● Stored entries
◆ ◆ ◆
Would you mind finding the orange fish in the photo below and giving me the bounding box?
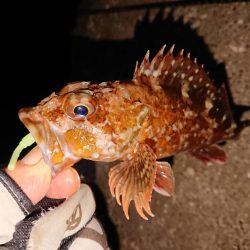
[19,46,236,219]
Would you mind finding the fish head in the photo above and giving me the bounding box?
[19,82,147,169]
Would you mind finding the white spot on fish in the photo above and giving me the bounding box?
[205,98,213,111]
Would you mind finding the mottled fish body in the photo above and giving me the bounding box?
[19,46,235,219]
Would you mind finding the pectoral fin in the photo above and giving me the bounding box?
[154,161,174,197]
[190,145,226,165]
[109,144,157,220]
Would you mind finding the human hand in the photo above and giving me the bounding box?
[0,147,108,250]
[5,146,80,205]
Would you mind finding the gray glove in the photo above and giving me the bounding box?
[0,170,109,250]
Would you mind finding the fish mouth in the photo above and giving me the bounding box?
[18,108,64,169]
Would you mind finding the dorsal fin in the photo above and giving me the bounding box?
[133,45,214,90]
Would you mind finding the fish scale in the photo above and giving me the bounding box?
[16,46,241,219]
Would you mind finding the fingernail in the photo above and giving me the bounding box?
[21,146,42,165]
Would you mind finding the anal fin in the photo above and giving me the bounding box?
[190,145,226,165]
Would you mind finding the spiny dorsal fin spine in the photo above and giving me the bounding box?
[133,45,213,90]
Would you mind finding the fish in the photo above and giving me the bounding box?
[19,45,237,220]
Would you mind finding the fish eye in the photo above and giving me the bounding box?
[74,105,89,117]
[63,93,96,121]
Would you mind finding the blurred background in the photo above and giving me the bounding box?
[0,0,250,250]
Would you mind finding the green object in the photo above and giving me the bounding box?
[8,133,36,170]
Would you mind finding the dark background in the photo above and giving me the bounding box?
[0,0,250,250]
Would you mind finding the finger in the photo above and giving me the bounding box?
[5,147,51,204]
[46,167,80,199]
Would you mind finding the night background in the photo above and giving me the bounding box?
[0,0,250,250]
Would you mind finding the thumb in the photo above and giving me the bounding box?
[5,147,51,204]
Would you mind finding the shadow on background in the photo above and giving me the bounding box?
[0,1,248,249]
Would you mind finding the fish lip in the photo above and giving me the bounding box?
[18,107,63,166]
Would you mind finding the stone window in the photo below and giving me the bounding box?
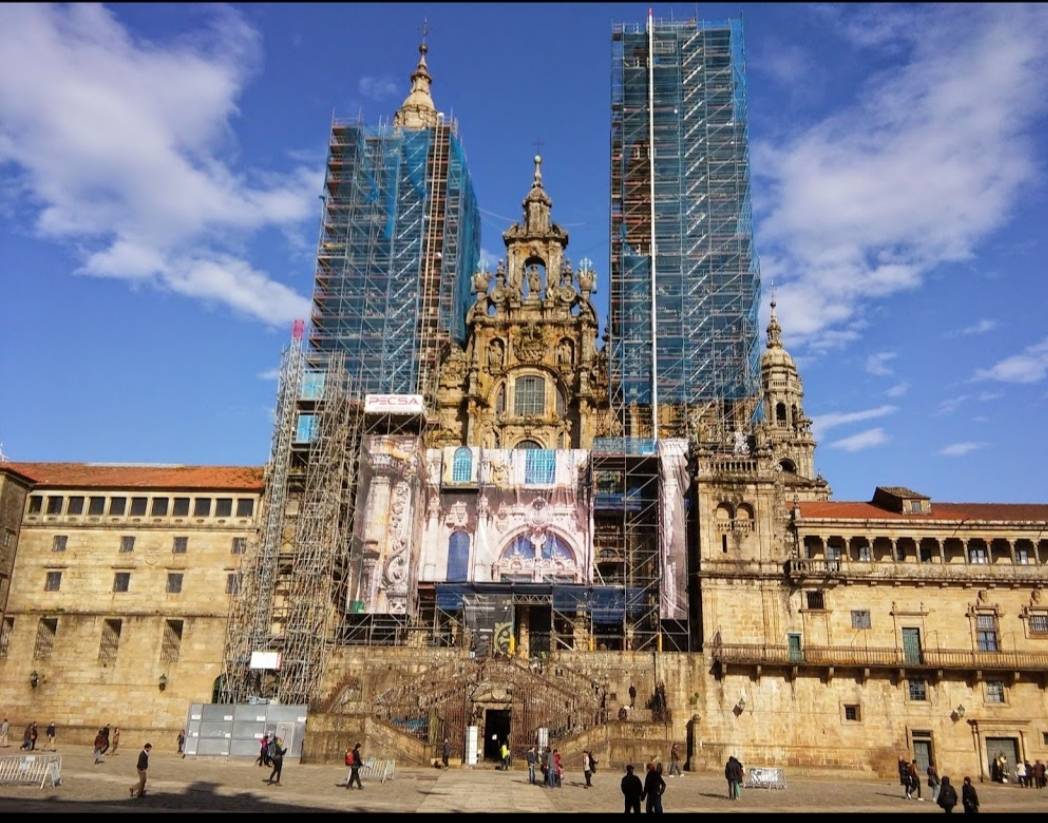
[99,620,124,666]
[514,375,546,417]
[907,678,927,700]
[160,620,182,663]
[32,618,59,660]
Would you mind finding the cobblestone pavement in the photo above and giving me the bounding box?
[0,749,1048,814]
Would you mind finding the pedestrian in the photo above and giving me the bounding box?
[670,743,684,777]
[346,743,364,792]
[266,736,287,786]
[961,777,979,815]
[620,763,645,815]
[936,775,957,815]
[927,763,957,803]
[641,763,665,815]
[128,732,153,798]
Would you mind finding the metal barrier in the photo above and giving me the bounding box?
[742,766,786,788]
[0,754,62,788]
[361,757,396,783]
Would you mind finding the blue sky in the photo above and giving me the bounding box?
[0,4,1048,501]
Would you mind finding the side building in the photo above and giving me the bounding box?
[0,462,263,742]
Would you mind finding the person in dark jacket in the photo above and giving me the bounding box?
[621,763,645,815]
[640,763,665,815]
[961,777,979,815]
[938,775,957,815]
[266,737,287,785]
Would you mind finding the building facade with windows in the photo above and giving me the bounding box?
[0,462,263,742]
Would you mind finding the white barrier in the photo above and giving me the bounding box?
[0,754,62,788]
[742,766,786,788]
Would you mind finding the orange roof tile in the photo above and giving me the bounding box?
[798,501,1048,522]
[0,462,263,492]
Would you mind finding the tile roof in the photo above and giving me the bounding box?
[0,462,263,492]
[798,501,1048,522]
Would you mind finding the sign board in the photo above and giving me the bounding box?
[364,394,425,414]
[250,651,280,670]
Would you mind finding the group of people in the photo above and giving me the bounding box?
[899,757,979,815]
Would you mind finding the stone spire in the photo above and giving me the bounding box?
[393,39,437,129]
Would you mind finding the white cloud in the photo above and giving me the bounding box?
[939,440,989,457]
[752,5,1048,352]
[811,406,899,436]
[356,74,400,101]
[866,351,898,377]
[0,4,322,324]
[974,338,1048,383]
[830,429,890,452]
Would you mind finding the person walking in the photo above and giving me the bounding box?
[266,737,287,785]
[346,743,364,792]
[128,732,153,798]
[641,763,665,815]
[935,775,957,815]
[961,777,979,815]
[670,743,684,777]
[620,763,645,815]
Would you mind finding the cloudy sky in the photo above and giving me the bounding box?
[0,4,1048,501]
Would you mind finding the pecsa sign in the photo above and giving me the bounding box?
[364,394,425,414]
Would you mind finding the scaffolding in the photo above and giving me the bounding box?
[609,19,760,446]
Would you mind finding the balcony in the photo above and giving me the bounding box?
[786,558,1048,583]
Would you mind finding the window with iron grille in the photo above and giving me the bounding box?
[514,376,546,417]
[32,618,59,660]
[160,620,182,663]
[976,614,1000,651]
[99,620,124,666]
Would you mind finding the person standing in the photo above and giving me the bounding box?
[266,737,287,785]
[128,733,153,798]
[935,775,957,815]
[620,763,645,815]
[961,777,979,815]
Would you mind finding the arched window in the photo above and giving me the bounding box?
[514,375,546,417]
[452,446,473,483]
[447,532,470,582]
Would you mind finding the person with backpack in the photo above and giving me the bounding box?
[936,775,957,815]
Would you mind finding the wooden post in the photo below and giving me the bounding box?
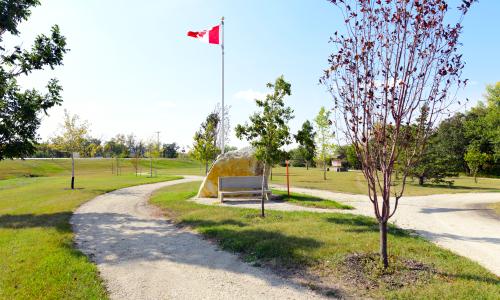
[285,159,290,200]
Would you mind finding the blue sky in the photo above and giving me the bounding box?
[9,0,500,146]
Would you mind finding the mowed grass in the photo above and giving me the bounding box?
[0,158,205,180]
[0,166,182,299]
[273,189,353,209]
[151,182,500,299]
[489,202,500,216]
[271,167,500,196]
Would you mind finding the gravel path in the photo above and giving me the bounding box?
[274,186,500,276]
[71,176,321,299]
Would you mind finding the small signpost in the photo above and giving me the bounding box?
[285,159,290,199]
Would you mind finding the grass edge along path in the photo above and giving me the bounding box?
[272,189,354,209]
[151,182,500,299]
[0,174,181,299]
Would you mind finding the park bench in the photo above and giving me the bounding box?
[218,176,271,203]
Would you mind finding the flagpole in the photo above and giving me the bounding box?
[221,17,225,154]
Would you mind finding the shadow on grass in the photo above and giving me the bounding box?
[180,219,322,267]
[410,183,500,192]
[273,191,325,202]
[326,215,414,237]
[0,212,72,232]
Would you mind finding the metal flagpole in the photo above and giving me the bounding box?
[221,17,225,154]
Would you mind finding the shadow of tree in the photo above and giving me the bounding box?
[420,207,490,214]
[0,211,72,232]
[326,215,413,237]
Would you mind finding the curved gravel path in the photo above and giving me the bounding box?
[71,176,321,299]
[273,185,500,276]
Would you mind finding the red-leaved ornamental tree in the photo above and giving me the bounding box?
[320,0,475,267]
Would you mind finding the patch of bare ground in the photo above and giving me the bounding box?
[340,253,438,291]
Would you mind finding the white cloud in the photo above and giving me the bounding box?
[234,89,266,102]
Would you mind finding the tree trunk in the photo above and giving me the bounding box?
[379,221,389,269]
[71,152,75,190]
[260,163,266,218]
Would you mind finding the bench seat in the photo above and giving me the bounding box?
[218,176,271,203]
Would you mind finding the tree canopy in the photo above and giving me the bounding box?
[294,120,316,169]
[191,112,220,173]
[236,76,293,217]
[0,0,68,160]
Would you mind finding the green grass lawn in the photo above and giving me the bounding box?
[271,167,500,196]
[0,158,205,180]
[489,202,500,216]
[273,190,353,209]
[0,171,180,299]
[151,182,500,299]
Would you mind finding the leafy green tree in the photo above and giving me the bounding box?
[104,134,129,158]
[464,82,500,176]
[290,146,307,167]
[0,0,67,160]
[432,113,470,172]
[345,144,361,170]
[410,134,458,185]
[191,113,220,174]
[465,145,490,183]
[52,110,89,189]
[314,106,335,180]
[236,76,293,217]
[294,120,316,170]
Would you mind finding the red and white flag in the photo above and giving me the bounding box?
[188,25,221,44]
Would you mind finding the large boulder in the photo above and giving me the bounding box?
[198,147,263,198]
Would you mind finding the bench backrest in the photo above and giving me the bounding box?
[219,176,267,191]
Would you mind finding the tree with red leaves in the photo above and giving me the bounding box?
[320,0,475,268]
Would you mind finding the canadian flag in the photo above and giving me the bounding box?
[188,25,221,44]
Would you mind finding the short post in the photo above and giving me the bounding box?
[285,159,290,200]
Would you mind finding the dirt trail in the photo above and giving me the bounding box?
[71,176,321,299]
[274,186,500,276]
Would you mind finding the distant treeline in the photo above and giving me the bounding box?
[32,134,185,158]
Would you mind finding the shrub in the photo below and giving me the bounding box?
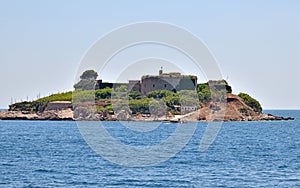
[238,93,262,113]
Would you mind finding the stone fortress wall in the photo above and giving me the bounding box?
[95,69,197,95]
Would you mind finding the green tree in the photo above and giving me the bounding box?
[80,70,98,80]
[74,70,98,90]
[128,91,142,99]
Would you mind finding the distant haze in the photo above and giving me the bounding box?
[0,0,300,109]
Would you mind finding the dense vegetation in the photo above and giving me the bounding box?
[238,93,262,112]
[10,70,262,115]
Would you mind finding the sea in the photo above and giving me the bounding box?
[0,110,300,188]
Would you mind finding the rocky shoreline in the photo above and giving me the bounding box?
[0,94,294,122]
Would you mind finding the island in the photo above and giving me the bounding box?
[0,69,294,123]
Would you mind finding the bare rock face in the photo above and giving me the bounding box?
[197,94,293,121]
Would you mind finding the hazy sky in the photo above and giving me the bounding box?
[0,0,300,109]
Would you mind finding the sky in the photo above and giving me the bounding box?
[0,0,300,109]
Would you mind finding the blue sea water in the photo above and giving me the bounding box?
[0,110,300,187]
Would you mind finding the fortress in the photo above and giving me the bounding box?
[95,69,197,95]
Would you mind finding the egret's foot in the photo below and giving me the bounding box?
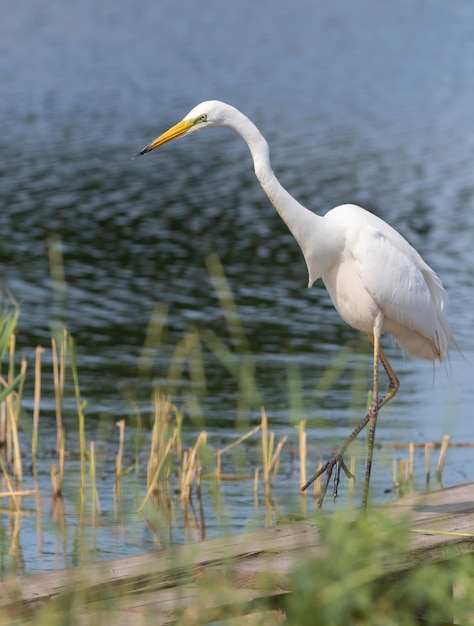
[301,452,355,509]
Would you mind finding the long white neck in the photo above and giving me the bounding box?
[229,112,332,285]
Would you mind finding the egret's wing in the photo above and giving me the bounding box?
[352,222,447,340]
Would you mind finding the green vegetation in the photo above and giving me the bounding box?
[0,258,468,626]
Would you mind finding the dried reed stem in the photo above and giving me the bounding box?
[89,441,102,526]
[31,346,43,460]
[298,420,307,488]
[115,420,125,478]
[51,337,63,458]
[436,435,450,482]
[425,443,433,483]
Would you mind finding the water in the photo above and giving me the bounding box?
[0,0,474,571]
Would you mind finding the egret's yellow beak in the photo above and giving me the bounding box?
[137,120,194,156]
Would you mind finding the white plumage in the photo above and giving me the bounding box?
[139,100,453,508]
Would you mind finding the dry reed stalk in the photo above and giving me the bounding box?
[10,359,27,481]
[89,441,102,526]
[179,430,207,504]
[298,420,307,488]
[262,408,275,497]
[348,455,356,499]
[270,435,288,480]
[408,443,415,480]
[425,443,433,483]
[313,459,323,500]
[115,420,125,478]
[392,458,400,489]
[137,436,179,513]
[31,346,44,460]
[0,401,7,448]
[8,502,23,556]
[436,435,450,482]
[0,489,38,498]
[253,467,260,509]
[0,456,21,508]
[51,337,63,456]
[400,459,408,484]
[49,429,65,500]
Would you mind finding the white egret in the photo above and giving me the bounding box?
[137,101,453,509]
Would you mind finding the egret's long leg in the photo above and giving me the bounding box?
[362,334,380,510]
[301,337,400,508]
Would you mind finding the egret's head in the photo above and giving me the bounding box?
[137,100,235,156]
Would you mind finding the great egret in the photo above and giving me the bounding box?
[137,100,453,509]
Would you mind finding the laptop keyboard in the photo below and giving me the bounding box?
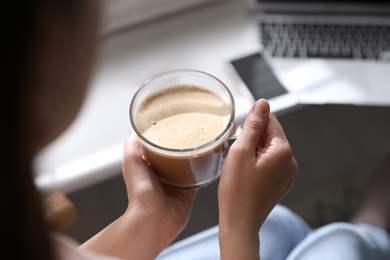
[259,21,390,61]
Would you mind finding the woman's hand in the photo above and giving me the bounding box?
[218,100,298,259]
[123,133,197,245]
[81,134,197,259]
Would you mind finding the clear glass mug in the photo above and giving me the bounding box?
[129,70,241,189]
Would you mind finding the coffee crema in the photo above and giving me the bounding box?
[136,85,230,149]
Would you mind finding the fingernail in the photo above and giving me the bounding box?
[254,98,269,115]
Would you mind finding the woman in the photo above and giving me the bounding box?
[1,0,298,259]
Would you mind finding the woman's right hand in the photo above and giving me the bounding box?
[218,99,298,259]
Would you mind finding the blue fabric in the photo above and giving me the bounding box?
[157,205,390,260]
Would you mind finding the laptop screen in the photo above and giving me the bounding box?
[250,0,390,14]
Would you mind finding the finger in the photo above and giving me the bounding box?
[237,99,270,150]
[123,132,144,167]
[264,114,287,144]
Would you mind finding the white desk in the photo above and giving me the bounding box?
[35,1,257,192]
[35,0,390,195]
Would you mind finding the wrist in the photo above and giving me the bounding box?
[81,207,172,259]
[121,207,175,252]
[219,218,260,260]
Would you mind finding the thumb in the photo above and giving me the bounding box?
[237,99,270,150]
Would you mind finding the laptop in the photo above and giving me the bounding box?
[230,0,390,110]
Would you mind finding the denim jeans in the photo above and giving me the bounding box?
[157,205,390,260]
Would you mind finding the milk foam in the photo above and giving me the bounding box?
[136,85,230,149]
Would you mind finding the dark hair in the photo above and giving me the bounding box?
[0,0,83,260]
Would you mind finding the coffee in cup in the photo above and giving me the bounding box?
[130,70,236,188]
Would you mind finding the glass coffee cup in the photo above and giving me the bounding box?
[129,70,241,189]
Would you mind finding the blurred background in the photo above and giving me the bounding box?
[35,0,390,246]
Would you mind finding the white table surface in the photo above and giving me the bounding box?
[35,0,390,193]
[35,0,258,192]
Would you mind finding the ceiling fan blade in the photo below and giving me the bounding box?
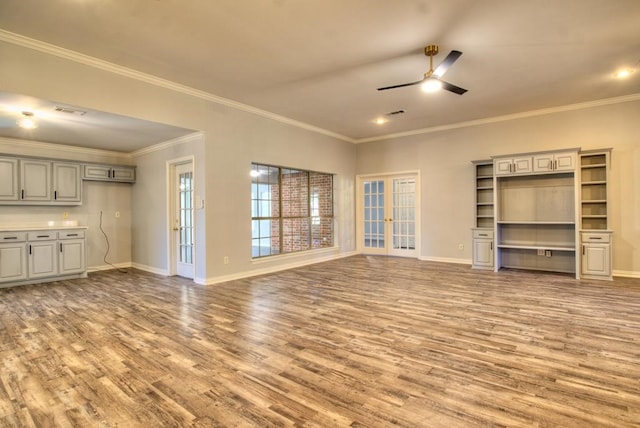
[440,80,467,95]
[378,79,424,91]
[432,51,462,78]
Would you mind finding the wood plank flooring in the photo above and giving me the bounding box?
[0,256,640,428]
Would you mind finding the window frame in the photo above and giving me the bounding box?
[251,162,335,260]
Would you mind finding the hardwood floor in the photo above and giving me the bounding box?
[0,256,640,428]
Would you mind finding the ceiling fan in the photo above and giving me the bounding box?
[378,45,467,95]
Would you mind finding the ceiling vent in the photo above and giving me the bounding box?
[54,106,87,116]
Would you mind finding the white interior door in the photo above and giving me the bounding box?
[173,162,195,279]
[358,175,419,257]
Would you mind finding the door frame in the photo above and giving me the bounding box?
[356,170,422,258]
[165,156,198,282]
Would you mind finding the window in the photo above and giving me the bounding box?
[251,163,333,258]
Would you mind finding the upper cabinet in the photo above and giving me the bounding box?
[493,156,533,175]
[533,152,577,172]
[83,164,136,183]
[0,155,136,205]
[493,149,578,177]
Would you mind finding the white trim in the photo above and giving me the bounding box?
[354,93,640,144]
[613,270,640,278]
[87,262,133,273]
[0,137,131,161]
[0,29,355,143]
[131,263,169,276]
[129,131,204,158]
[418,256,471,266]
[204,251,358,285]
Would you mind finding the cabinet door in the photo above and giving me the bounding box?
[20,159,51,201]
[513,156,533,174]
[582,244,611,276]
[53,162,82,202]
[554,152,577,171]
[0,242,27,282]
[28,241,58,279]
[533,154,554,172]
[58,239,86,275]
[0,158,20,201]
[493,159,511,175]
[111,167,136,182]
[83,165,111,181]
[473,238,493,267]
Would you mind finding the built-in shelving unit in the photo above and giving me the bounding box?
[496,171,577,273]
[473,160,494,229]
[580,149,613,280]
[472,160,495,270]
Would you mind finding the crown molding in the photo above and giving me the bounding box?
[129,132,204,158]
[354,93,640,144]
[0,137,131,161]
[0,29,355,143]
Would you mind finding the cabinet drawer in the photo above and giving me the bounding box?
[27,230,58,242]
[582,232,611,243]
[0,232,27,243]
[473,229,493,239]
[58,230,84,239]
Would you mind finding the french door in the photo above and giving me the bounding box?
[358,174,419,257]
[173,163,194,279]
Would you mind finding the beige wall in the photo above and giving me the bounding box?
[357,101,640,275]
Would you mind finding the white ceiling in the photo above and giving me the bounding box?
[0,0,640,151]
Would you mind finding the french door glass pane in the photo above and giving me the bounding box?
[363,180,385,248]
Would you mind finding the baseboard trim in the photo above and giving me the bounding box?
[418,256,471,265]
[613,270,640,278]
[199,251,358,285]
[87,262,133,273]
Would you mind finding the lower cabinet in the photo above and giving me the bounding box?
[0,232,27,283]
[472,229,494,270]
[580,231,613,279]
[0,229,87,287]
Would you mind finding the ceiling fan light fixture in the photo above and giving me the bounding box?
[18,111,38,129]
[420,77,442,93]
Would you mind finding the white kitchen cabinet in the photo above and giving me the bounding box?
[493,156,533,176]
[52,162,82,202]
[27,231,58,279]
[0,158,20,201]
[0,232,27,283]
[533,152,577,172]
[472,229,494,270]
[580,231,613,279]
[58,230,87,275]
[20,159,51,202]
[83,164,136,183]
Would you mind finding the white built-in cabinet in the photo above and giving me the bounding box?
[0,229,87,287]
[472,148,612,279]
[83,164,136,183]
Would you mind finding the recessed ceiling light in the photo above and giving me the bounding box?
[18,111,38,129]
[613,68,633,79]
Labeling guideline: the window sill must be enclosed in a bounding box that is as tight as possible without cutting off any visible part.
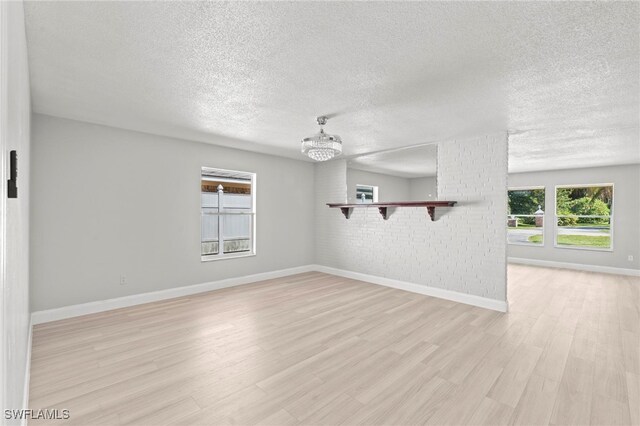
[553,244,613,252]
[200,252,256,263]
[507,242,544,247]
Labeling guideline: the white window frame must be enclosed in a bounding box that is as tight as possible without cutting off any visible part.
[545,183,616,252]
[356,183,378,203]
[507,185,547,247]
[198,166,257,262]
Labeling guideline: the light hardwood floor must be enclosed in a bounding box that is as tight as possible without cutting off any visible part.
[30,265,640,425]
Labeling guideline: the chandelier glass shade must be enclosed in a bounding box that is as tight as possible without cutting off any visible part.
[302,117,342,161]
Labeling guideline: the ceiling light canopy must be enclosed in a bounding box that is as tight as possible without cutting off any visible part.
[302,116,342,161]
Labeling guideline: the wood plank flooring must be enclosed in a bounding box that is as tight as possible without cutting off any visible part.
[29,265,640,425]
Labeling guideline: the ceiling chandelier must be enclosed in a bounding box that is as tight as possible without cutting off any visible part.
[302,116,342,161]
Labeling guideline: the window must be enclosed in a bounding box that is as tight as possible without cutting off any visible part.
[200,167,256,261]
[507,187,544,246]
[356,185,378,204]
[555,184,613,250]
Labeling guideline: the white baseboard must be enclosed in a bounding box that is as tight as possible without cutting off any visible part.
[31,265,315,325]
[21,320,33,426]
[314,265,508,312]
[31,265,507,325]
[507,257,640,277]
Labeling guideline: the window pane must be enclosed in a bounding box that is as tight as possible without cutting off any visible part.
[507,188,545,246]
[356,185,375,203]
[556,185,613,216]
[556,216,611,249]
[200,167,255,259]
[509,188,544,215]
[507,216,544,245]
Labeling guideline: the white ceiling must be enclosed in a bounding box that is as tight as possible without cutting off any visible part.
[25,2,640,172]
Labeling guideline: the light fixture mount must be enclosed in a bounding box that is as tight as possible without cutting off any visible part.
[301,115,342,161]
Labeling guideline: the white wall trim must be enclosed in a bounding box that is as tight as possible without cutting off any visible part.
[21,321,33,426]
[29,265,507,324]
[314,265,508,312]
[31,265,315,325]
[507,257,640,277]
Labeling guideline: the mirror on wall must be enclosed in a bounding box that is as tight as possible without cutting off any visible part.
[347,144,438,204]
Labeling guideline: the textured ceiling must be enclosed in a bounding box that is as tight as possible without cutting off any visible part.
[25,2,640,172]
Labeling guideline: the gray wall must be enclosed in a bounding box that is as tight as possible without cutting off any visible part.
[508,165,640,269]
[31,115,314,311]
[347,169,409,203]
[0,2,31,416]
[409,176,438,201]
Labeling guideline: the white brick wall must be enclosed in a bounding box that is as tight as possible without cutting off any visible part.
◆ ◆ ◆
● Set exercise
Set down, word for word, only the lines running from the line with "Labeling guideline: the textured" to the last line of the listing above. Both of those lines belong in your answer.

● Output for this task
Labeling guideline: the textured ceiling must be enclosed in a bounding box that is as tight as possible without cutting off any visible part.
[25,2,640,172]
Labeling guideline: the gray wall must be enclosed in a bounding box that is as tight as possible without cutting off any visible part.
[508,165,640,269]
[31,115,314,311]
[347,169,409,203]
[0,2,31,416]
[409,176,438,201]
Labeling guideline: the white brick wall must be enclosed in a bounding box that is as tight as possible without cutting off any visible part.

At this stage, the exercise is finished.